• **WHAT YOU ARE ASKED TO DO**: Pull out every line in the records below that contains the string "mosque". The match is case-sensitive.

Start of INPUT FOR THIS TASK

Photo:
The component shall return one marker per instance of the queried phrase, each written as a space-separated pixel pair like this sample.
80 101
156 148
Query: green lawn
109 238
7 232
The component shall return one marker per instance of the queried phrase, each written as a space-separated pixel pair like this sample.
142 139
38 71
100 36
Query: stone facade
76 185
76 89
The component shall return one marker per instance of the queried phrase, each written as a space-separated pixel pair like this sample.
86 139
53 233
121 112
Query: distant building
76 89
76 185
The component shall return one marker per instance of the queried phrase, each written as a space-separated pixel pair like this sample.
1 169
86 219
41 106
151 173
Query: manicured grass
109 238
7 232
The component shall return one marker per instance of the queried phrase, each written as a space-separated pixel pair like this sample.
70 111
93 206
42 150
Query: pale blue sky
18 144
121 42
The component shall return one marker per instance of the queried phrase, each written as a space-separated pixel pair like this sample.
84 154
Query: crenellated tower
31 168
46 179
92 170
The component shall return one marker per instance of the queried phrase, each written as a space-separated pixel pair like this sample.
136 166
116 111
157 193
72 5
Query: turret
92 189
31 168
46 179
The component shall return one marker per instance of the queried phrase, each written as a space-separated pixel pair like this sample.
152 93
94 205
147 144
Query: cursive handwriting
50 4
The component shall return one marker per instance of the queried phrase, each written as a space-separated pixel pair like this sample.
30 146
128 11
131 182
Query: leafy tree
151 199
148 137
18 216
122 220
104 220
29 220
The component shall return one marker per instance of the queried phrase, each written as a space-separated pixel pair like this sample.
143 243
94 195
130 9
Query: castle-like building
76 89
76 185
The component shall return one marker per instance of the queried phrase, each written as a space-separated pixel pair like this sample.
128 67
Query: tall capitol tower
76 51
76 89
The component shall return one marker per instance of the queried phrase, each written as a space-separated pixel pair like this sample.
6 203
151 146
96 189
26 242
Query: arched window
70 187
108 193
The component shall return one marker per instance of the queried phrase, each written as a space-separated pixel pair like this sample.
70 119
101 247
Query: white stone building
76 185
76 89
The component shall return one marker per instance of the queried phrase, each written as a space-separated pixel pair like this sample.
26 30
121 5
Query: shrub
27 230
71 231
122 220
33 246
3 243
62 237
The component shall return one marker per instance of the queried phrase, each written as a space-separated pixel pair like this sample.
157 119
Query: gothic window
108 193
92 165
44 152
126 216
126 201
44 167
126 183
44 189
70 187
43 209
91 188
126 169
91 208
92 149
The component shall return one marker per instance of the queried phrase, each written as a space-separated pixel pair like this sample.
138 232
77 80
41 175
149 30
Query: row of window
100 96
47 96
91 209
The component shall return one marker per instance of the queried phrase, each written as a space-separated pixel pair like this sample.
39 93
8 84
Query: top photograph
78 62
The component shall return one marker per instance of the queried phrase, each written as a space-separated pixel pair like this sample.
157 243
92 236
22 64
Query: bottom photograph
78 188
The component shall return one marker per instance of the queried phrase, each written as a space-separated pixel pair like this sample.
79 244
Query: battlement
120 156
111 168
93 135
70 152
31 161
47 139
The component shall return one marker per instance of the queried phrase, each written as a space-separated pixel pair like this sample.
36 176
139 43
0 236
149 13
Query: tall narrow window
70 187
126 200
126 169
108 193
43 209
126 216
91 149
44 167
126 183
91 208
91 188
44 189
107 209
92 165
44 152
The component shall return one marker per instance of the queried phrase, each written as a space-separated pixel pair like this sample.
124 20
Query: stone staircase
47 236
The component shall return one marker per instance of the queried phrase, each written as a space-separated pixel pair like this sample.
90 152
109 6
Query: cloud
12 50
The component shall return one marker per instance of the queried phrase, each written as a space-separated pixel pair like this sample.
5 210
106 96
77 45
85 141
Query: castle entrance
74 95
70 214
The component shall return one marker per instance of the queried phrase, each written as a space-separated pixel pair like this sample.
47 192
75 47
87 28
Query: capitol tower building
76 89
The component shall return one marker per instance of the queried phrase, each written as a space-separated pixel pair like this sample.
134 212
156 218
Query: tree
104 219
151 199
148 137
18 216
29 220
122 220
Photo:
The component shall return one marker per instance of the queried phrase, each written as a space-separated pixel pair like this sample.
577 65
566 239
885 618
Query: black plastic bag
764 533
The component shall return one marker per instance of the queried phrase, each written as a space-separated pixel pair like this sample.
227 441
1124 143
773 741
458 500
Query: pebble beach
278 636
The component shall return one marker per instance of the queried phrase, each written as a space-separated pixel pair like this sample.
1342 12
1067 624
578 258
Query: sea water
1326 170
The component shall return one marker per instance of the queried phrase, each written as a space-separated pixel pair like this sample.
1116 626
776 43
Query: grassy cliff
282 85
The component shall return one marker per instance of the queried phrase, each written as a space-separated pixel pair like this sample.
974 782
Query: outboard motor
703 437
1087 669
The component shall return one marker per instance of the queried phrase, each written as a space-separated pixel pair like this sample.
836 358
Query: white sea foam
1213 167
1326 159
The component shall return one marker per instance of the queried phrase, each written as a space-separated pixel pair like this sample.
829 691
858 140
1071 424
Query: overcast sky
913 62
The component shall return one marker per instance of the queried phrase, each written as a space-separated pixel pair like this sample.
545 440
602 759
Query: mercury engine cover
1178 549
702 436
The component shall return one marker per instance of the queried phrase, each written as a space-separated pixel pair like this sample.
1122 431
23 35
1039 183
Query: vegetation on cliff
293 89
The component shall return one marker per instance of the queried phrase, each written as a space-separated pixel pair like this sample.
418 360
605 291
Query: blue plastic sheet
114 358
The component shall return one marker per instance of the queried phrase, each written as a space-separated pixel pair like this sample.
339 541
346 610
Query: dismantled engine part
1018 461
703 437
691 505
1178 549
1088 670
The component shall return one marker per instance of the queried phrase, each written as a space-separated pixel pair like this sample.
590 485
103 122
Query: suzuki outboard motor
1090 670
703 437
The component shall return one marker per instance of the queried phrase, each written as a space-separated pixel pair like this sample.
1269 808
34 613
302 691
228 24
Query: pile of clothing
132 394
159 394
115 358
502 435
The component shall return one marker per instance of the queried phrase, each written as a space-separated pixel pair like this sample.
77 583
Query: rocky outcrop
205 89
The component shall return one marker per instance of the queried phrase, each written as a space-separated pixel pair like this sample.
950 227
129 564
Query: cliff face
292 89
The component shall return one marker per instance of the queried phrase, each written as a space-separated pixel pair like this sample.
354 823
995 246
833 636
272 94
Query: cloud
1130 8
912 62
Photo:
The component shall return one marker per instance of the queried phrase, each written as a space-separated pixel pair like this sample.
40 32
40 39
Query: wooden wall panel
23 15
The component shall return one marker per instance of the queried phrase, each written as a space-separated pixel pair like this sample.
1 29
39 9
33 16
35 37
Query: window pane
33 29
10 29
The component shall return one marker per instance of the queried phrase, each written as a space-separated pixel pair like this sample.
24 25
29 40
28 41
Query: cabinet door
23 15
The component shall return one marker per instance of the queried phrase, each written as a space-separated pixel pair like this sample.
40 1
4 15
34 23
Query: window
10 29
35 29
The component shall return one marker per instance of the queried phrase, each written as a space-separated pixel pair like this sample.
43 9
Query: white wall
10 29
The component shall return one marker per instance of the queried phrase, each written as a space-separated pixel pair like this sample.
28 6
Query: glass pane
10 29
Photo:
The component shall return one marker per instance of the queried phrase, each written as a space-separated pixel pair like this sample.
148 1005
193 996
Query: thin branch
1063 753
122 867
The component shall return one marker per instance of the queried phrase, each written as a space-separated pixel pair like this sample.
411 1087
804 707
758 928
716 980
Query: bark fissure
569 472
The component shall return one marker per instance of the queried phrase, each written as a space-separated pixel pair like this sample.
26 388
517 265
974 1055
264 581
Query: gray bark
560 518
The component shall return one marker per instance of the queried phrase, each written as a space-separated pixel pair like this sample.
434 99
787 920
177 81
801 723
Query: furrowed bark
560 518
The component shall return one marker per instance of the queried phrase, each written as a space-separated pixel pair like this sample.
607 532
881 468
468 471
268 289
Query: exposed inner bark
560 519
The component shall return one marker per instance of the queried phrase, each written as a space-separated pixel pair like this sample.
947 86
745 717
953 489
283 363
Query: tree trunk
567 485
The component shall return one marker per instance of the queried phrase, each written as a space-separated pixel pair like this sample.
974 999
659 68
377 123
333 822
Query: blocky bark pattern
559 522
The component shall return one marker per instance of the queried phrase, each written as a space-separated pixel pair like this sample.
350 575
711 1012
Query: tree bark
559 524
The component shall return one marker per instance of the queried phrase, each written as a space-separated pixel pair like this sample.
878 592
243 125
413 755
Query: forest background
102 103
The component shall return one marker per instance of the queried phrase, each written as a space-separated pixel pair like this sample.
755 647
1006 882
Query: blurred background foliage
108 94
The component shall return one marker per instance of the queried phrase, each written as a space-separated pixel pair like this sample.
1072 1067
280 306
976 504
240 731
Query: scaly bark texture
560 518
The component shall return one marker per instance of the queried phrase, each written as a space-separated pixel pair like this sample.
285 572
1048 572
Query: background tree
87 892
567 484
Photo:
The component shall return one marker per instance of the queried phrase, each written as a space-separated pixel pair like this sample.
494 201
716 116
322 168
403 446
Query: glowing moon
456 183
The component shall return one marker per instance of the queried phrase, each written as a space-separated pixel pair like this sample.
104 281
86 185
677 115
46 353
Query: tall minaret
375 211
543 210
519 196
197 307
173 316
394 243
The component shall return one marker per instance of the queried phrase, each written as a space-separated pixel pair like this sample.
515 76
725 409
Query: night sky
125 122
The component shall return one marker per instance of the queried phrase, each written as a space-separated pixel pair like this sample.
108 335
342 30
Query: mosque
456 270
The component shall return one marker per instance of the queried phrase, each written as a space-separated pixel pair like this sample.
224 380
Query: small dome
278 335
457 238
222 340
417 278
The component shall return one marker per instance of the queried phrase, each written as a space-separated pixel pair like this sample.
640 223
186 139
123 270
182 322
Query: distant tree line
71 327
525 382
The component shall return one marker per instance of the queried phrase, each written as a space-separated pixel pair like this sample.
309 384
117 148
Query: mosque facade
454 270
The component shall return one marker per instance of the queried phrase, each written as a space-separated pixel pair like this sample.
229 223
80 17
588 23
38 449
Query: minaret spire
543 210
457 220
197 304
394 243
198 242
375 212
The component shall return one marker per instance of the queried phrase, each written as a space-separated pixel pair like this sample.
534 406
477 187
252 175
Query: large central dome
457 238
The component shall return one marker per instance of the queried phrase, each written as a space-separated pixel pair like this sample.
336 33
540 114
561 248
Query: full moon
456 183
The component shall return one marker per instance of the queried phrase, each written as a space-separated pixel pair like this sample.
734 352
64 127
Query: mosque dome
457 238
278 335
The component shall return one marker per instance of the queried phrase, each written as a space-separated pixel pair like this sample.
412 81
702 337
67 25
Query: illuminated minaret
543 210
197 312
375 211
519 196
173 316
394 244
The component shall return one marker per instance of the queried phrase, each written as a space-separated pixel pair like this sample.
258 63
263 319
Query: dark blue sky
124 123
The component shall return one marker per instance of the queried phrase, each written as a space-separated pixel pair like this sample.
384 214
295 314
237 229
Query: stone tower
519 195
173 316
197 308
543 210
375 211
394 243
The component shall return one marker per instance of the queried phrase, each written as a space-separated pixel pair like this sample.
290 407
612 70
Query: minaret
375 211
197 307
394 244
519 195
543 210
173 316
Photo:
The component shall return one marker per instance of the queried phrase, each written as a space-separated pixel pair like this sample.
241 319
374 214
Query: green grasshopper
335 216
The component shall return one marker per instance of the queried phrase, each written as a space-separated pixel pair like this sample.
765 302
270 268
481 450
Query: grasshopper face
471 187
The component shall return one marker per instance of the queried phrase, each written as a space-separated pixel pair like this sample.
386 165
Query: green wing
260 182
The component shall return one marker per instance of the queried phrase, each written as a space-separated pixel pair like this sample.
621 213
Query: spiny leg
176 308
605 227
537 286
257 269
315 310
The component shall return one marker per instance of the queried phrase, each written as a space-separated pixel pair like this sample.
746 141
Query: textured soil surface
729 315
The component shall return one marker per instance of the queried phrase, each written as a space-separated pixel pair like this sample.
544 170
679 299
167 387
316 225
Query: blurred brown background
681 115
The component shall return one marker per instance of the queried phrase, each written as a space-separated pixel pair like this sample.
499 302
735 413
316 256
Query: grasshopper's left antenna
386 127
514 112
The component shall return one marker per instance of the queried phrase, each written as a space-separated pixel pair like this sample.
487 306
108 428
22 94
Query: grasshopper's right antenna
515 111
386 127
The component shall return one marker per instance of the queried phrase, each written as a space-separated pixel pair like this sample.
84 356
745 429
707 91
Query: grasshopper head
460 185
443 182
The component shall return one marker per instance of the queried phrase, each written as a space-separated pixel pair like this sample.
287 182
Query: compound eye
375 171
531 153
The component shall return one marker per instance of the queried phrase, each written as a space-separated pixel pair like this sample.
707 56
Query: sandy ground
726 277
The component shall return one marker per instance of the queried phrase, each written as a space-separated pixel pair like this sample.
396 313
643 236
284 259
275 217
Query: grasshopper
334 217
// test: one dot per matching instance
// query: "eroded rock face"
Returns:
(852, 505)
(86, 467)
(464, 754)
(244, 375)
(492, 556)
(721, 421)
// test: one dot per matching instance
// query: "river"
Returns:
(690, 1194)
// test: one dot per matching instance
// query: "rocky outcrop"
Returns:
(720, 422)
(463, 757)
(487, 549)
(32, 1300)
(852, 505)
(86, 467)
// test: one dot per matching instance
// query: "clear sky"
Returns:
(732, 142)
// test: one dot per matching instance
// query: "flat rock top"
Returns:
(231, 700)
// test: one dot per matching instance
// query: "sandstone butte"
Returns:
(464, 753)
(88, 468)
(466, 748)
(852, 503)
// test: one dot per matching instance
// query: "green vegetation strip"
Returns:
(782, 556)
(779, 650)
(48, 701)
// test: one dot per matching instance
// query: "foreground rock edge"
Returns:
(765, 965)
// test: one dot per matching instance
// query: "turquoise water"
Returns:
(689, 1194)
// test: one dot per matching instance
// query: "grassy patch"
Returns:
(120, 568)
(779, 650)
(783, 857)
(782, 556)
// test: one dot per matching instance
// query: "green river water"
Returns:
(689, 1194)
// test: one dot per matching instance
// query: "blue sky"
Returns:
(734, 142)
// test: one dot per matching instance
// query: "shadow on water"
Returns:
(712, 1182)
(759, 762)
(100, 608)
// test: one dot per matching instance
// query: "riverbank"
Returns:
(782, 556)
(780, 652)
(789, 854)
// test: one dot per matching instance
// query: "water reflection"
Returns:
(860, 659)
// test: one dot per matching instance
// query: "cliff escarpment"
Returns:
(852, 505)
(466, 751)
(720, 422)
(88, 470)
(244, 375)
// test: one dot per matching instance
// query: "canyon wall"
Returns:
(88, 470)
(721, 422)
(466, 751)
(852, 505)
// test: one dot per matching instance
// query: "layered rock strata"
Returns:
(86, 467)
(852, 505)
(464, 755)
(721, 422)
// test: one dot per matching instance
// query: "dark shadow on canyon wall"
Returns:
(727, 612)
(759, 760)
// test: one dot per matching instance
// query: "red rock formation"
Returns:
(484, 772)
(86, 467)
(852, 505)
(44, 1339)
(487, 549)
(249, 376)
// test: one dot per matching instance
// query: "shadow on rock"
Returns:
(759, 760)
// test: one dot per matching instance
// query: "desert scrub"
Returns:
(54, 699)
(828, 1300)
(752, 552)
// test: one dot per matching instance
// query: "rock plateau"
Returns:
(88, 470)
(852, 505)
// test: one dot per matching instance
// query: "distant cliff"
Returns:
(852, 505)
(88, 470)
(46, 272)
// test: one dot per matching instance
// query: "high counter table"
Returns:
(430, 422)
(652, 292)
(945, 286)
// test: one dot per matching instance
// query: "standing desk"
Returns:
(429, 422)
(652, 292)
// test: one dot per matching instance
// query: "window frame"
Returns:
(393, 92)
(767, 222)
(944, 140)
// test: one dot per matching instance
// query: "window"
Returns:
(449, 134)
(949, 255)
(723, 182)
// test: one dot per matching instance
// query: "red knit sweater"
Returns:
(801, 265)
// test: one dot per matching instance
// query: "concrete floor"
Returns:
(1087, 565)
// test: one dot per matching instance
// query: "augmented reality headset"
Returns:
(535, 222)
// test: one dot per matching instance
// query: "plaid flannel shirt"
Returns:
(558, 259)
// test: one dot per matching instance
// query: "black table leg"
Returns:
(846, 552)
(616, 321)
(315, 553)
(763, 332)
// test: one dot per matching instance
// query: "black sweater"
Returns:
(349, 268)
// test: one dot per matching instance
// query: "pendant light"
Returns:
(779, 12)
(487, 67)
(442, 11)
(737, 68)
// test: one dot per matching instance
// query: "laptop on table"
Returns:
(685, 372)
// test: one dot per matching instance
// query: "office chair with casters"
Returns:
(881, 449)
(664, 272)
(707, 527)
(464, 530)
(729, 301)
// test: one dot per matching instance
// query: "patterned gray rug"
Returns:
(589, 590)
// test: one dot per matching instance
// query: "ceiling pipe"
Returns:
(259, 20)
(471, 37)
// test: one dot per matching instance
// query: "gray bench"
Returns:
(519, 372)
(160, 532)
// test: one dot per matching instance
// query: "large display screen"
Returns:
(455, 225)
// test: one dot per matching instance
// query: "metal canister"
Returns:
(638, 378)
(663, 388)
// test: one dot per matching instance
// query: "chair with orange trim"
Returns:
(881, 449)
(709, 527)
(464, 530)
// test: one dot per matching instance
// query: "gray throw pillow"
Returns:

End of INPUT FOR THIS TASK

• **WRITTEN ANSWER**:
Query: mosque
Query: mosque facade
Query: mosque dome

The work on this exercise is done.